--- GIVEN INSTRUCTION ---
Convert all the entries below into a numbered list with one line per item. Skip blank lines and omit the pictures.

# START OF DATA IN THIS EXERCISE

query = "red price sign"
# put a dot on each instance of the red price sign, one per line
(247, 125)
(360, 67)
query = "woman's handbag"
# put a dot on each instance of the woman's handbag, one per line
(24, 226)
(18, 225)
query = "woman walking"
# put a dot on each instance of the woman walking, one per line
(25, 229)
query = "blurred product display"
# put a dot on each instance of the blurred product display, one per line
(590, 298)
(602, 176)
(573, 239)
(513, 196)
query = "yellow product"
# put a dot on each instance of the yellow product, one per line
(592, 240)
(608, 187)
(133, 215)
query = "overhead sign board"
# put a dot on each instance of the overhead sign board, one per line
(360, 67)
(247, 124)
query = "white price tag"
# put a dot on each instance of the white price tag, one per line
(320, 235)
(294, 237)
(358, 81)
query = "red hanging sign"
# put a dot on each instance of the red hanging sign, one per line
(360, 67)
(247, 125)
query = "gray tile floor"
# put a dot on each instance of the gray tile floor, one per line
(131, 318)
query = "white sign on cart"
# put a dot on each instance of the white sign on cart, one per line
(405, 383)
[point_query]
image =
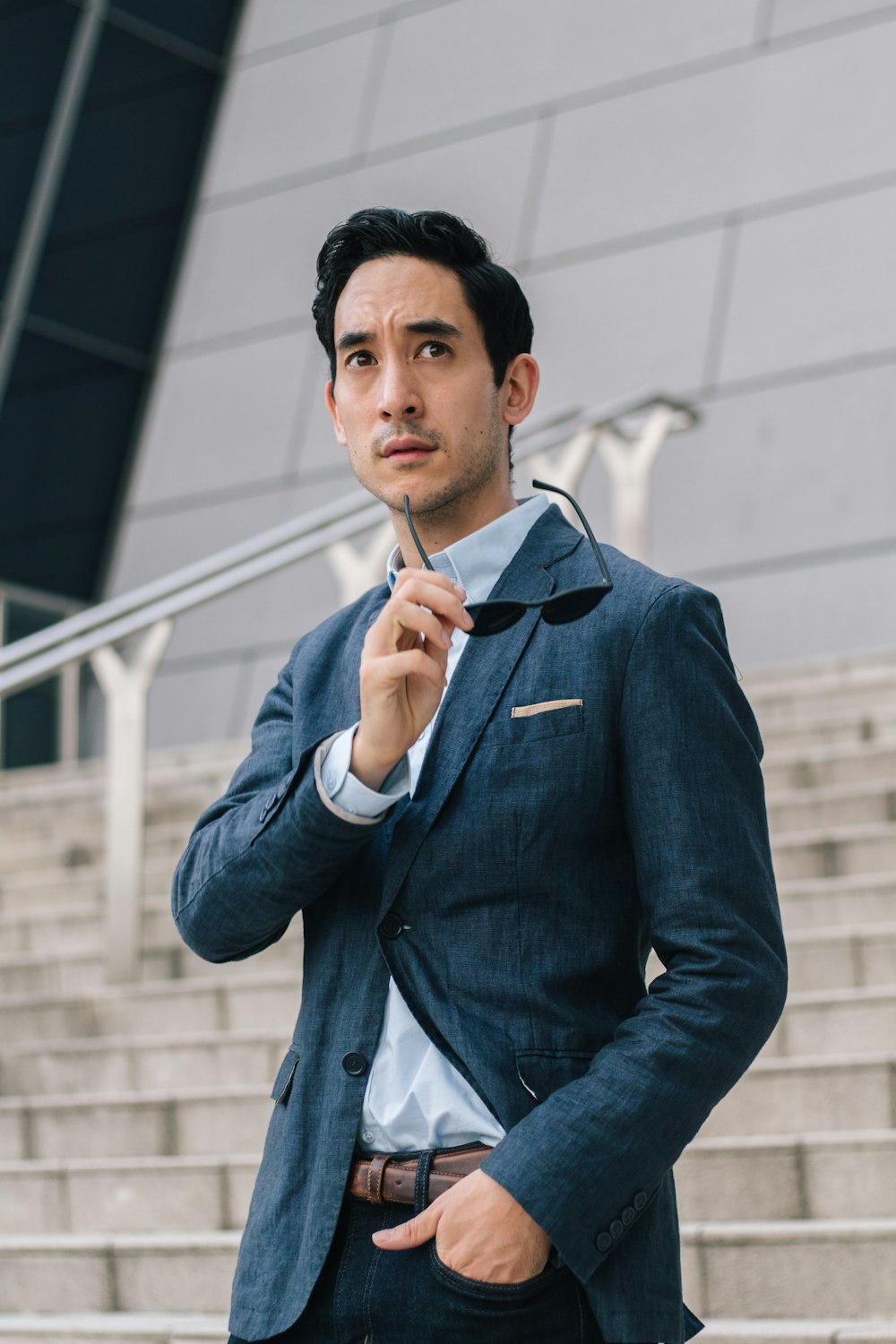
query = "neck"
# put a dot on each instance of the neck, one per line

# END OF DATA IN THIS EXERCISE

--- ANSWER TO THIS EXERCISE ---
1. query = "red price sign"
2. # put a dot on each instance of the red price sign, one per line
3. (247, 125)
4. (360, 67)
5. query = "woman's handbag"
6. # put a dot on each instance of the woman's handbag, one per line
7. (24, 226)
8. (18, 225)
9. query = "woman walking"
10. # put a dot on each instance of the woman walking, one per line
11. (25, 229)
12. query = "blurred product display"
13. # put a dot on each instance of the blurred product display, one per line
14. (590, 298)
15. (602, 176)
16. (573, 239)
17. (513, 196)
18. query = "yellow product"
19. # put a dot on each instance of the yellow product, one per line
20. (592, 240)
21. (608, 187)
22. (133, 215)
23. query = "overhead sign board"
24. # put a dot on each instance of the overhead sign board, one per line
25. (360, 67)
26. (247, 124)
27. query = "white price tag"
28. # put a dot on each instance of the white price tag, one per line
29. (320, 235)
30. (294, 237)
31. (358, 81)
32. query = "red hanging sign"
33. # put a dot on each instance of the red hanging sign, one per line
34. (360, 67)
35. (247, 125)
36. query = "gray tile floor"
37. # put a dot on each instance of the gray tile floor, one per line
38. (131, 318)
39. query = "white sign on cart"
40. # put a dot on each instance of the white sign on cart, one per line
41. (405, 383)
42. [point_query]
43. image =
44. query = "neck"
45. # put a dot on each instance of the neck, one per line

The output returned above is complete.